> [Text passage]:
....

Margaret was born to a farming family in Italy in 1247. At seven her mother died and two years later, her father remarried. Unfortunately, her stepmother did not care for her. She was a very attractive girl, who thirsted for the affection denied her at home. A young cavalier from Montepulciano induced her at the age of 12 to elope with him, and although promising to marry her, he never did. She lived openly with him as his mistress for nine years causing her great scandal and bearing him a son.
One day after he had failed to return from visiting some of his estates, the family dog returned without him. She set out to look for him following the dog who led her to his body. He had been murdered. She immediately felt great remorse at her estrangement from God and her family. She gave away to her dead lover’s family all the possessions she had and returned home to attempt a reconciliation with her father. However, at the urging of her stepmother, her father refused to take in Margaret and her son.

....

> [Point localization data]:
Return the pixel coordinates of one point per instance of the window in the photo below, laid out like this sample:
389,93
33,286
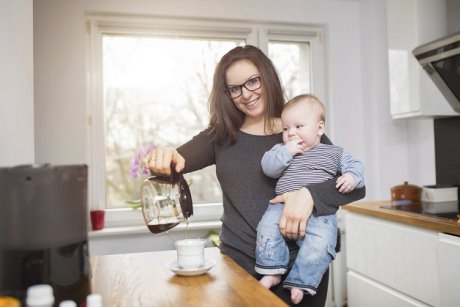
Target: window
149,84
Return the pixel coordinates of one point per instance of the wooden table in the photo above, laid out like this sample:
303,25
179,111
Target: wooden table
142,279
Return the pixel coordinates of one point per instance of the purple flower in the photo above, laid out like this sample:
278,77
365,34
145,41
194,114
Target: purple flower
137,167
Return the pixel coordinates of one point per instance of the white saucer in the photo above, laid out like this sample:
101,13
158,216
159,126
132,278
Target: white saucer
206,266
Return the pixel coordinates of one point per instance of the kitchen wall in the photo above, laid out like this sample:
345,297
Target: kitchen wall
392,150
16,83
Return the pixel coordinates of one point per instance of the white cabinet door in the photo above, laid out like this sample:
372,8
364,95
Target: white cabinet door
364,292
449,269
398,256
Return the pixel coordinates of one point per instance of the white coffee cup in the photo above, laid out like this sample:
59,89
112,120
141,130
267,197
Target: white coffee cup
190,253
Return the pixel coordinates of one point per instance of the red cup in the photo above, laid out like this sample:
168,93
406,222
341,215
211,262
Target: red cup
97,219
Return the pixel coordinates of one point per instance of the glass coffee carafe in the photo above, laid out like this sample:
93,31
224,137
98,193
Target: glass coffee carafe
166,201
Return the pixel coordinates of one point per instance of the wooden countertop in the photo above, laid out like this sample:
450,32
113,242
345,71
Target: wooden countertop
142,279
374,208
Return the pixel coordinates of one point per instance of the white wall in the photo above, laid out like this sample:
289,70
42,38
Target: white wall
16,83
357,71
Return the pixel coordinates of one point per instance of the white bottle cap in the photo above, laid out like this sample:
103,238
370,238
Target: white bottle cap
68,304
40,295
94,300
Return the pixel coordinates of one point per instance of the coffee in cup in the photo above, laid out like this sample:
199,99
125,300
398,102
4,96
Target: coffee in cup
190,253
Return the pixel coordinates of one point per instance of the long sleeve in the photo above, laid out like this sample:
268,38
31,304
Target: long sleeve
350,164
327,198
275,161
198,152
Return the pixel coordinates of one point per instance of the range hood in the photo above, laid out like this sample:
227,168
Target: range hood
441,60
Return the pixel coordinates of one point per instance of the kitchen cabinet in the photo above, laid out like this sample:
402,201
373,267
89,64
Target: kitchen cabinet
394,264
449,269
400,259
412,23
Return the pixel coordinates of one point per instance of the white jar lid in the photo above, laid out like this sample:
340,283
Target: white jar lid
40,295
94,300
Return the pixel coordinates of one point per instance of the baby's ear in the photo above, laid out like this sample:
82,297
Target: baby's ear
320,126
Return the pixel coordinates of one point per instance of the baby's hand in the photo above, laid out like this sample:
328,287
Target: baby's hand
294,147
346,183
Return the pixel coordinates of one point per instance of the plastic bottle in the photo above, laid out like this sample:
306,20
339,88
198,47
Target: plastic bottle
94,300
68,303
40,296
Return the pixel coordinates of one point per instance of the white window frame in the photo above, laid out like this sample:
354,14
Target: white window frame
258,34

....

> [Brief 1]: According to the account of Margaret's life, how old was she when the young cavalier from Montepulciano induced her to elope with him?
> [Brief 2]: Pick up the account of Margaret's life after its last sentence and carry it forward.
The records play no part in this work.

> [Response box 1]: She was 12.

> [Response box 2]:
In desperation she sought refuge with the monks of St. Francis in the town of Cortona. Arriving there she met two women who took pity on her and took her in. They also introduced her to the Franciscan monks who counseled her. She struggled against the temptations of her prior life, alternately going through periods of exultation and despair. She sought to fight temptation by exhibiting her penitence in excessive ways such as going to mass at Montepulciano with a rope around her neck, but the friars counselled her against such excesses and recommended that she try to find peace by helping others. She followed that advice and started a life of prayer and caring for the sick and poor. She moved from the house of the women who had taken her in to a small cottage, where she lived on alms which she used primarily for the poor, keeping very little for herself.
In three years she was able to overcome her temptations and reach a higher plane of spirituality. She then sought to become a member of the Third Order of St. Francis. Impressed with the sincerity of her conversion, the monks admitted her. Soon after, her son entered school away from home and eventually became a Franciscan. She seemed to have reached a level of spirituality where she developed a deep and personal relationship with God.
In 1286 the bishop of Arezzo granted her a charter to continue her work for the sick and poor on a permanent basis. Eventually she opened a hospital with other Franciscan women whom she formed into a congregation.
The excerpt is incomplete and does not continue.